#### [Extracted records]
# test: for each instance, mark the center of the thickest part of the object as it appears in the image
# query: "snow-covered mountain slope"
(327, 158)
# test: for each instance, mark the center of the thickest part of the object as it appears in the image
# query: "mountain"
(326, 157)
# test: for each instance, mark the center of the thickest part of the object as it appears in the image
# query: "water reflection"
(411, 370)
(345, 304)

#### [EXERCISE]
Every line of data must be returned unchanged.

#### [REPLY TO THE EXERCISE]
# test: for each instance, mark the center of the thickest part of the object as it appears in the image
# query: "snow-covered mountain slope"
(327, 158)
# test: for each instance, mark the center of the thickest part of the object as it appears in the image
# query: "mountain"
(326, 157)
# test: for each instance, mark the center of the thickest part of the object as it appears in the image
# query: "water reflection"
(411, 370)
(345, 304)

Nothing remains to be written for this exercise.